Work to do
1. Name every input that the passage on eye-tracking in strategic games says the neural-network classification algorithm uses.
2. In the passage on eye-tracking in strategic games, which model does the neural network slightly but significantly outperform in accuracy rate?

Given text
More specifically, our demonstration of the proposed method using simple 2x2 games proceeds as follows. Depending on the experimental condition, we ask each subject to play either a coordination game or a matching pennies game a number of times. Initially, the subject plays against a computer player, who behaves according to variant (1) above in some trials, and otherwise according to variant (2), where the subject is always told which scenario occurs in a given trial. Next, the subject plays the same game against another human player, where (depending on the second experimental condition) feedback about the counterpart’s past decisions is either available or not.
To analyze the process tracing data, we use a neural-network classification algorithm with reaction time, pupil dilation and gaze dispersion as inputs. In other words, we refrain from using more complex identifiers, such as the various similarity or distance measures between scanpath sequences (Cristino and Mathô, 2010; Dewhurst and Nyströ, 2012), or scanpath representation matrices (Hayes, Petrov and Sederberg, 2011). This is because, with only two numbers required to convey all information about the game (and hence only two areas of interest), we considered the complete scanpath sequence information superfluous. At the same time, we conjectured that the main problem would be that different people might use different viewing strategies to approach the same variant of the task. Such a tendency would result in considerable noise and possibly non-linear relationships between the variables. This motivated our use of the machine-learning neural network technique.
We find that we are able to predict, with cross-validated accuracy significantly above chance, whether eye-data from a given trial played against the computer corresponds to the latter being known to behave according to variant (1) or (2) of the task. In addition, the accuracy rate is slightly, but significantly higher than when using the canonical logistic regression model instead of a neural network. This demonstrates that eye-tracking, combined with machine-learning, can be used to identify the information that players have about the counterparts’ play in strategic games.
We therefore proceed to use the trained neural network algorithm to investigate unknown decision-processes involved in playing against a human player, and investigate how these are influenced by the experimental conditions. As might be expected, we find that the availability of feedback results in more trials being classified as instances of variant (2) of play against the computer (where the behavior of the latter is fully predictable). More surprisingly, the effect of a more competitive payoff structure is similar. Specifically, when playing the matching-pennies game, compared with the coordination game, subjects’ eye-movements are more similar to those observed when playing a predictable computer player. This holds despite subjects being incentivized to hide their mode of play from the rival in the matching-pennies game, and to make it transparent and predictable in the coordination game.

Items
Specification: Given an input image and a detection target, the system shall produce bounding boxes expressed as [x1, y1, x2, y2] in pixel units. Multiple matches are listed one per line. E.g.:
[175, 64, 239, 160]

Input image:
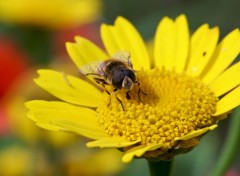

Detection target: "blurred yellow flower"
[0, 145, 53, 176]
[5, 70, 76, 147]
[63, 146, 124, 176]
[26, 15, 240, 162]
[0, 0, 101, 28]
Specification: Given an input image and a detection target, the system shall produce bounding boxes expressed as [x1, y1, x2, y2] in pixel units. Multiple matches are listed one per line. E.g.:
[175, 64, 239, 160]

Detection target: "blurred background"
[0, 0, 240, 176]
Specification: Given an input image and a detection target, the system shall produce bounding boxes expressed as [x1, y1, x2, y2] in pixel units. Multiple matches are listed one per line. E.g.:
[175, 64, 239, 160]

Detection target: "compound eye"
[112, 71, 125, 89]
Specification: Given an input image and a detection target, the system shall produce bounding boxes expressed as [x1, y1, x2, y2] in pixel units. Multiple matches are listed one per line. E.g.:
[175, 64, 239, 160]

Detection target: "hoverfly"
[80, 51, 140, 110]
---
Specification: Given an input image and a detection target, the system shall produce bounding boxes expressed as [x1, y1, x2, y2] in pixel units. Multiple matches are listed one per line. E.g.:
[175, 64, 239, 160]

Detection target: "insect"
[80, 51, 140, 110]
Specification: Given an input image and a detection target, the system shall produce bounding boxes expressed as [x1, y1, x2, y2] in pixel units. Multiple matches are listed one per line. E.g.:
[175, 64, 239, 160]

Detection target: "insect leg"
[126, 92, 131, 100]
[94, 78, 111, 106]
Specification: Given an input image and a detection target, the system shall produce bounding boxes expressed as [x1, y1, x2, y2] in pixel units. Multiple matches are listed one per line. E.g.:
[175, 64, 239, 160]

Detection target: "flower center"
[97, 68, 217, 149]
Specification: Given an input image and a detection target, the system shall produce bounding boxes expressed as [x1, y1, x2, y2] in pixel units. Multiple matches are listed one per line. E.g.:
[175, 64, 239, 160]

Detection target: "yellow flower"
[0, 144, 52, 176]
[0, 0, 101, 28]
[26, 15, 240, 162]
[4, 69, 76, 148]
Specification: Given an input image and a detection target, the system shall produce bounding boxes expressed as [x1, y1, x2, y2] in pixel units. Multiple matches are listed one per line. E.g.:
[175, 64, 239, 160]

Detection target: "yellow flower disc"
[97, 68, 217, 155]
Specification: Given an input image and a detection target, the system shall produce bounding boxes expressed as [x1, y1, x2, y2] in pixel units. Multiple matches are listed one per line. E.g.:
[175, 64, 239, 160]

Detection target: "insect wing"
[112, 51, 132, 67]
---
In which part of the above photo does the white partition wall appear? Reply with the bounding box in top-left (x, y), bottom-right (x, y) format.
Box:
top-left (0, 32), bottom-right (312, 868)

Full answers
1. Reaction time, pupil dilation, and gaze dispersion.

2. The canonical logistic regression model.